## PASSAGE PROVIDED
POV-Ray: Newsgroups: povray.off-topic: A min-heap: A min-heap

POV-Ray : Newsgroups : povray.off-topic : A min-heap : A min-heap		Server Time 12 Jul 2025 16:34:53 EDT (-0400)
From: Invisible
Date: 12 Oct 2010 09:49:29
Message: <4cb46769$1@news.povray.org>
Ever since I read that book I got for Christmas, I've been carrying 
around this implementation of a minimum-heap ("min-heap") in my head. 
The design always seemed quite neat to me, and it seemed to have 
impressive properties. But today I sat down to actually put those 
properties to the test.

I've written a short program that randomly inserts and deletes elements 
from the heap and measures how badly unbalanced the heap tree is. As per 
my expectations, it seems that inserting produces nicely balanced trees. 
Somewhat surprisingly, I have discovered that deletions can produce 
arbitrarily unbalanced trees.

The actual algorithm can be succinctly described thus:

   data Heap x = Node x (Heap x) (Heap x) | Empty

   insert x' (Node x h0 h1) = Node (min x x') (insert (max x x') h1) h0
   insert x' (Empty       ) = Node x' Empty Empty

   get_min (Node x _ _) = x
   get_min (Empty     ) = error "empty heap"

   delete_min (Node _ h0 h1) = merge h0 h1
   delete_min (Empty       ) = error "empty heap"

   merge Empty h1    = h1
   merge h0    Empty = h0
   merge h0    h1    =
     if get_min h0 < get_min h1
       then Node (get_min h0) h1 (delete_min h0)
       else Node (get_min h1) h0 (delete_min h1)

For those who do not grok Haskell, let me summarise thus:

1. A heap is simply a binary tree where every node contains one datum 
and has between 0 and 2 children.

2. Insert:
   - Inserting into an empty heap yields a trivial 1-node tree.
   - Inserting into a non-empty heap proceeds as follows:
    A. Construct a new tree node containing the smaller of the existing 
root element and the new element to be inserted.
    B. The right child of the new node is the left child of the original 
root node.
    C. The left child of the new node is constructed by recursively 
inserting the larger of the two elements into the previous right subtree.

3. Get minimum element: Just return the datum from the root node of the 
tree.

4. Delete minimum element: Just take the two subtrees of the root node 
and heap-merge them.

5. Heap merge:
   - Merging a heap with an empty heap is no-op.
   - To marge two non-empty heaps:
     A. Determine which heap has the lowest datum in its root node.
     B. Put the lowest datum into the new root node, and recursively 
delete it from the subtree you got it from.

It might just be me, but I can't help noticing how the English 
description is vastly more wordy yet less precise than the source code. 
But anyway...

Notice how an insertion always swaps the two subtrees, and how it always 
inserts into the (old) right subtree [which becomes the new left 
subtree]. In this way, the left subtree of any node is always the larger 
than or the same size as the corresponding right subtree. In other 
words, insertions leave the tree balanced.

Notice also how a deletion (or rather, a merge) always puts the subtree 
you just deleted from as the right subtree, reinforcing the same 
invariant. The left subtree can never be smaller than the right subtree.

## BRIEF
Please carry on writing the forum post about the min-heap above, starting right after its last sentence.

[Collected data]
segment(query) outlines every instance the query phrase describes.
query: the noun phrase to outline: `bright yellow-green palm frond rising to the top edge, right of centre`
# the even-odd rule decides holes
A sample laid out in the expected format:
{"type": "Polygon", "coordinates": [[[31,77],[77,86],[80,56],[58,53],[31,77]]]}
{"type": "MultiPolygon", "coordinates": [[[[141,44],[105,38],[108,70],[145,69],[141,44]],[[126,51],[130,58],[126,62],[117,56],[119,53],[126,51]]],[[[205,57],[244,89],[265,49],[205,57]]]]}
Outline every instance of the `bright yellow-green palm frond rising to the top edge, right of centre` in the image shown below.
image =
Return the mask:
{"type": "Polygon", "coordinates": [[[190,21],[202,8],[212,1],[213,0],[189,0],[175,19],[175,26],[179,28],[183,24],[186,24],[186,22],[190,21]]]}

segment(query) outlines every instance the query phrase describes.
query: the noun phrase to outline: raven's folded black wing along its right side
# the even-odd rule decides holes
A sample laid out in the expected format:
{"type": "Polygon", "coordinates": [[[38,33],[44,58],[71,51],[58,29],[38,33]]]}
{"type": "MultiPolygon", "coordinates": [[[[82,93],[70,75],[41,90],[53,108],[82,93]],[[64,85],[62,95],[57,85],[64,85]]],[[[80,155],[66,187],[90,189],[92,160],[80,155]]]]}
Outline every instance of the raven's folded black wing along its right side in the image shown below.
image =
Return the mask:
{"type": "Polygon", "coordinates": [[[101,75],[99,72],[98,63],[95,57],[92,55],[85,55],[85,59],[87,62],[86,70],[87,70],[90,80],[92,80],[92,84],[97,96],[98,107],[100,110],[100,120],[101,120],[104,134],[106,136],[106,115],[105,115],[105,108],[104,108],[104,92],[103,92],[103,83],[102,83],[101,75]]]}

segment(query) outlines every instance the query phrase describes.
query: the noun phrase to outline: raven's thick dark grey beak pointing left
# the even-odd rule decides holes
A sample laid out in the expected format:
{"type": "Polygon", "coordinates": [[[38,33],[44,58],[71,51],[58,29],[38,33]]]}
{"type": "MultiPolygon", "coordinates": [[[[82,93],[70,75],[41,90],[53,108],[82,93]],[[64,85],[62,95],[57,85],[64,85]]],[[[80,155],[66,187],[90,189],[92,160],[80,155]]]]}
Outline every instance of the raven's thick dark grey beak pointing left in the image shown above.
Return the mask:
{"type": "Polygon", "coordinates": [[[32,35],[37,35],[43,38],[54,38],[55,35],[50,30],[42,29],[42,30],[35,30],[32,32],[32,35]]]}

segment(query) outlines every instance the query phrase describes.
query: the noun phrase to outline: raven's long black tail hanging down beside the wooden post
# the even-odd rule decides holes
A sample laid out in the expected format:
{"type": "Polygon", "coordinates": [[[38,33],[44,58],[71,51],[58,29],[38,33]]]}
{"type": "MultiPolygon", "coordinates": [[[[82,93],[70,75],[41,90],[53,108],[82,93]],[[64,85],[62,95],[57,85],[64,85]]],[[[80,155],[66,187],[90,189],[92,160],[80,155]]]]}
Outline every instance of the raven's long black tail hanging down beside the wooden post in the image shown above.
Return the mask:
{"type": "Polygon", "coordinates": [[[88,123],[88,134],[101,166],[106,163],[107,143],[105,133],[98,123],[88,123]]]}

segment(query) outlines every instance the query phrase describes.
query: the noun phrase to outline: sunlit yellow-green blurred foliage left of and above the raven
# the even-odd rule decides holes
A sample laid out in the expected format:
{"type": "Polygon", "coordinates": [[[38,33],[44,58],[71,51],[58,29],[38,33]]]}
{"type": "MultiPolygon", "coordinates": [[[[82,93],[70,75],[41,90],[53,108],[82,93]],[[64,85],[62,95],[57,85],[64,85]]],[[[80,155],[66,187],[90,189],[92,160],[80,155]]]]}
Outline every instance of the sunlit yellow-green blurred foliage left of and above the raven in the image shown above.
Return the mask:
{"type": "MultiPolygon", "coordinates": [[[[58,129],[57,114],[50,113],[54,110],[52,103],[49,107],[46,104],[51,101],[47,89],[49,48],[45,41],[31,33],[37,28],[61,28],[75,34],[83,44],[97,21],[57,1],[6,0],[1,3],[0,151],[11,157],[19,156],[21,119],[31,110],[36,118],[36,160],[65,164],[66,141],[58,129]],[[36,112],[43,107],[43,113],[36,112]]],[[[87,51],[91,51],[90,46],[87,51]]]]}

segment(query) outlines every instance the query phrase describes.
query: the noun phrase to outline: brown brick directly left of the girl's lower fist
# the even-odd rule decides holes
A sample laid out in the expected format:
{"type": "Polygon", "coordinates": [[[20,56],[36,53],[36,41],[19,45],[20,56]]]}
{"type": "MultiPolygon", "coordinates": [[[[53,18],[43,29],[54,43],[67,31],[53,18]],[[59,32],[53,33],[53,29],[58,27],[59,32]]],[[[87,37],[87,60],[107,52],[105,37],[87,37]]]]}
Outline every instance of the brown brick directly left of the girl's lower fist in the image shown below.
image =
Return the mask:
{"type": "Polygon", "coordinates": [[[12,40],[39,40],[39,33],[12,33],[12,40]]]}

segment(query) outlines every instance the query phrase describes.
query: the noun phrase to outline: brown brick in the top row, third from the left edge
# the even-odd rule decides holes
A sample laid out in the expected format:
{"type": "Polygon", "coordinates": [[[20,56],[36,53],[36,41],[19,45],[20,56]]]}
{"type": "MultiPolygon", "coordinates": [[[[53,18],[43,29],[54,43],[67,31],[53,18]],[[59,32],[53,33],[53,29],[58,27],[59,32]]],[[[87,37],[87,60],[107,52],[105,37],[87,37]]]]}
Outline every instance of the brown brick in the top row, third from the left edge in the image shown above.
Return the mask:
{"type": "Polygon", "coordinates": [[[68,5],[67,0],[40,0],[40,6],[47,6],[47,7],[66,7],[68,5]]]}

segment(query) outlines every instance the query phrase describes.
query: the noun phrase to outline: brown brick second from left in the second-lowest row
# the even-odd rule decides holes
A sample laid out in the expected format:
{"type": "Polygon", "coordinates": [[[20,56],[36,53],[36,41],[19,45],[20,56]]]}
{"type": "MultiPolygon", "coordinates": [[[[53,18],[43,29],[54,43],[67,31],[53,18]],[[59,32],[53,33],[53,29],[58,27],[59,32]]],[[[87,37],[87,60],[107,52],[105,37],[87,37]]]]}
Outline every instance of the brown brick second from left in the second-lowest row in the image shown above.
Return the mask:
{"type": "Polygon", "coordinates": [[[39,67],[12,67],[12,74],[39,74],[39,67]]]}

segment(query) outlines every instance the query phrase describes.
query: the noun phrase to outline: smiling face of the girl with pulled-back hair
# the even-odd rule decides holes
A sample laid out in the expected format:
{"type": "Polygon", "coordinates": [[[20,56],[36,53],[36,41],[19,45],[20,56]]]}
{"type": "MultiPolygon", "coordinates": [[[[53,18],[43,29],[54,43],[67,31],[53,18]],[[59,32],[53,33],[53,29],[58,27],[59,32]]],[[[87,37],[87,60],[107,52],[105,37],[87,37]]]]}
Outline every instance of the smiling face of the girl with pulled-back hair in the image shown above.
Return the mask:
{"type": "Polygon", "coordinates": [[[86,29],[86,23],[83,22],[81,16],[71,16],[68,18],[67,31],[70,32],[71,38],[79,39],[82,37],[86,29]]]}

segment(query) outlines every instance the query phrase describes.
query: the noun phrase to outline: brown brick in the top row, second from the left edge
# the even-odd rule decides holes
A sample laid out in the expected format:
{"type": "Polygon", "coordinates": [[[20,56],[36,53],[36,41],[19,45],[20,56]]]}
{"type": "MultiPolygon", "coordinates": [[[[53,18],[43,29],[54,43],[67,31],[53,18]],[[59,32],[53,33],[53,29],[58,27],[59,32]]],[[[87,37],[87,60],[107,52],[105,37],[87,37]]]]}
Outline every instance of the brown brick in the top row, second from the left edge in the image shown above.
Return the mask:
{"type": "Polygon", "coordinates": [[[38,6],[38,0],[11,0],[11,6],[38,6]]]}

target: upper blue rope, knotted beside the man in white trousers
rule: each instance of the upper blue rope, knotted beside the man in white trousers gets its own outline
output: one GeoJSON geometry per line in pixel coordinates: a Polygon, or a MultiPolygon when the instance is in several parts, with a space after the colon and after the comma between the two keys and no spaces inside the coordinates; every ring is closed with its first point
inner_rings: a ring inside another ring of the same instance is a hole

## ANSWER BOX
However, they *can* be wildly different sizes. If, by some misfortune, 
it happens that you have a node where *all* the elements in one subtree 
are strictly less than *all* of the elements in the other subtree, then 
deleting from this heap will cause it to become more and more 
unbalanced. And no amount of swapping subtrees around is going to fix that.

We have that deletion leaves the heap in a state where a subsequent 
insertion will definitely insert into the smaller subtree, which is 
good. In other words, inserting will always bring the tree back towards 
being balanced again. But that still doesn't change the fact that, for 
sufficiently pathological cases, deletions can make the tree unbalanced 
to an unlimited degree.

Since a heap is (quite deliberately) only *partially* sorted, there's 
nothing to prevent this kind of thing from happening. The only way we're 
gonna fix this is to start moving stuff from one subtree to the other if 
it gets too unbalanced. But can we detect this condition in a way that 
doesn't slow the whole thing down too much?

Insert has the invariant that the sizes of the left and right subtrees 
are related. At all times, we have either L = R or L = R + 1. The 
constant swapping of the two subtrees mean that they both fill at an 
equal rate.

Insert propagates items from the top downwards. Which way the item 
propagates is down to the insertion function. But deletion moves items 
up to the top. Which side the item comes from depends on which item is 
the lowest, which the deletion function has no control over. Hence the 
problem.

Deleting from the left subtree causes it to become the right subtree. If 
we always deleted from the left, the tree would always remain balanced, 
and there would be no problem. Deleting from the right subtree, however, 
can unbalance the tree.

Now obviously, if the lowest element is in the right subtree, then it's 
in the right subtree. There's nothing we can do about that. But this 
(and only this) condition looks like a suitable signal that some 
rebalancing is required. The question is, what do we do to rebalance?

One obvious possibility is to completely rebuild the entire subtree at 
this moment. This operation has O(n log n) complexity, and is obviously 
ludicrously expensive to do on (potentially) every single delete operation.

A better possibility is to move one element from the left subtree into 
the right subtree if it's going to become too small. Actually to do this 
reliably requires that we know whether L = R or L = R + 1. In the former 
case, we do nothing, and in the latter case we rebalance by moving a 
single element across. Here's the code:

   data Balance = Equal | Unequal

   invert Equal   = Unequal
   invert Unequal = Equal

   data Heap x = Node Balance x (Heap x) Heap x) | Empty

   insert x' (Node b x h0 h1) = Node (invert b) (min x x') (insert (max 
x x') h1) h0
   insert x' (Empty         ) = Node Equal x Empty Empty

   get_min (Node _ x _ _) = x
   get_min (Empty       ) = error "empty heap"

   delete_min (Node x _ h0 h1) = merge b h0 h1
   delete_min (Empty         ) = error "empty heap"

   merge _ Empty h1    = h1
   merge _ h0    Empty = h0
   merge _ h0    h1    =
     if get_min h0 < get_min h1
       then Node (invert b) (get_min h0) h1 (delete_min h0)
       else rebalance    b  (get_min h1) h0 (delete_min h1)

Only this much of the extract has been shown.